___ Source records ___
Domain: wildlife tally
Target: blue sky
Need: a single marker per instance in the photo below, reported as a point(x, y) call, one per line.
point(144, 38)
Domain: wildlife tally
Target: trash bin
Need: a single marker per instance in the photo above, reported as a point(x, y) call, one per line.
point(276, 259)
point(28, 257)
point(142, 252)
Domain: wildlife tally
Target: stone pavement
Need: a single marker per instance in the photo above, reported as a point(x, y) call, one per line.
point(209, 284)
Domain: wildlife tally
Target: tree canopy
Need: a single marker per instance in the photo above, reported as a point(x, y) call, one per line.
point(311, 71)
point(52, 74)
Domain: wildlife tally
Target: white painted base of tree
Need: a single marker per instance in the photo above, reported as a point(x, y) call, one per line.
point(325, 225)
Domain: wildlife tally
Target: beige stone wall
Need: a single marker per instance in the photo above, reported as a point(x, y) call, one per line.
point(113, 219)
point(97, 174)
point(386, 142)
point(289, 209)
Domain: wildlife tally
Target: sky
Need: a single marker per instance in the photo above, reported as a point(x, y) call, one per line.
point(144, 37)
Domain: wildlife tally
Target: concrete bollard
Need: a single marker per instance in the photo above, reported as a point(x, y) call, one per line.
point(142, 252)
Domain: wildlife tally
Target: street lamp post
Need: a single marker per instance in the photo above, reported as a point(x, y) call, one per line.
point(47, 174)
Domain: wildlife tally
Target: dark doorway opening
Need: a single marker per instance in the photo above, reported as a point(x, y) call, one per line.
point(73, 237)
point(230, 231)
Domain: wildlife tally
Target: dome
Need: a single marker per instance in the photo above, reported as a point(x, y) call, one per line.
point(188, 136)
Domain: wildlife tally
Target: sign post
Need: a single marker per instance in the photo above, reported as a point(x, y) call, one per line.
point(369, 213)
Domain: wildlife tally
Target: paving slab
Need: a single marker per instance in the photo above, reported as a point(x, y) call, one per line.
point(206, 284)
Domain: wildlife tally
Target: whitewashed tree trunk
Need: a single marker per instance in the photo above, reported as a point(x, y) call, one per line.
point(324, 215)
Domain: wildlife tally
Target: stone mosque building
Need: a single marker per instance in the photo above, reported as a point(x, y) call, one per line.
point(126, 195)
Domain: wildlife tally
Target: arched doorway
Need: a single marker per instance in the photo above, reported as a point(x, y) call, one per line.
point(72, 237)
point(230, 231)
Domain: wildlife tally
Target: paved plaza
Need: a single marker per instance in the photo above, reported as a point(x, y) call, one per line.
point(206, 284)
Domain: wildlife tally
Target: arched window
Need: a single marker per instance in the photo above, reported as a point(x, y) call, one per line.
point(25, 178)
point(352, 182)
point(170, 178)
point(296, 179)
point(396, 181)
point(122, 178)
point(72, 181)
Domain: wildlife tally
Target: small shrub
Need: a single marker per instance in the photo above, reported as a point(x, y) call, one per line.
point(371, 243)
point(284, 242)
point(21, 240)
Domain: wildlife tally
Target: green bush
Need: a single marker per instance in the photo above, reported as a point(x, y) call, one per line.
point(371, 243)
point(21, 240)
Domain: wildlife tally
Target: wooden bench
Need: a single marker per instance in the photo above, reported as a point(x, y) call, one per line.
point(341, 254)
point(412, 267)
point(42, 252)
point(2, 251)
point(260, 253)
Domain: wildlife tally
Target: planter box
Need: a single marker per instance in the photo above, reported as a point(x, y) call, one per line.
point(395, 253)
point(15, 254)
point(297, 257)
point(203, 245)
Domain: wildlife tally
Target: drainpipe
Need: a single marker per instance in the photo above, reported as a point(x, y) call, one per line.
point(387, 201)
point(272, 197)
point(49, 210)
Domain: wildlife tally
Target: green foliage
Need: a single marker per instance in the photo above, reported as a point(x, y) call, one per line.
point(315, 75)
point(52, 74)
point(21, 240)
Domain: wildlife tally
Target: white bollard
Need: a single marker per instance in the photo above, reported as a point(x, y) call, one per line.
___
§ Task statement
Starting at the first line of the listing above and ending at the line containing "point(188, 136)", inclusive, convert those lines into a JSON array of strings with one string per line. Omit blank lines.

§ Result of this task
[
  "Domain: wildlife tally",
  "Target: blue sky",
  "Need: a single marker per instance in the photo below, reported as a point(x, y) call, one per line.",
  "point(144, 38)",
  "Domain: wildlife tally",
  "Target: trash bin",
  "Need: a single marker per instance in the photo above, reported as a point(x, y) call, one per line.",
  "point(276, 259)",
  "point(28, 257)",
  "point(142, 252)",
  "Domain: wildlife tally",
  "Target: stone pavement",
  "Need: a single marker per instance in the photo above, reported as a point(x, y) call, one per line.",
  "point(209, 284)",
  "Domain: wildlife tally",
  "Target: tree canopy",
  "Need: a single marker per instance in the photo above, reported as a point(x, y) call, one per line.",
  "point(311, 71)",
  "point(52, 74)",
  "Domain: wildlife tally",
  "Target: white painted base of tree",
  "Need: a single marker per instance in the photo above, reported as a point(x, y) call, one per line.",
  "point(325, 225)",
  "Domain: wildlife tally",
  "Target: beige stone wall",
  "Need: a single marker per instance in the photo above, reported as a point(x, y) call, one per line.",
  "point(113, 219)",
  "point(97, 174)",
  "point(386, 142)",
  "point(289, 209)",
  "Domain: wildlife tally",
  "Target: sky",
  "Need: a single marker per instance in the photo above, reported as a point(x, y) call, one per line.",
  "point(144, 37)",
  "Domain: wildlife tally",
  "Target: concrete bollard",
  "Need: a single marker per instance in the photo above, reported as a point(x, y) call, one per line.",
  "point(142, 252)",
  "Domain: wildlife tally",
  "Target: street lamp post",
  "Need: a single marker per instance in the photo above, reported as a point(x, y) call, one per line.",
  "point(47, 174)",
  "Domain: wildlife tally",
  "Target: dark doorway opening",
  "Need: a single marker per instance in the photo above, reported as a point(x, y) call, one per line.",
  "point(73, 237)",
  "point(230, 231)",
  "Domain: wildlife tally",
  "Target: dome",
  "Need: a single marker per instance in the photo above, reported as a point(x, y) call, one per line.",
  "point(188, 136)"
]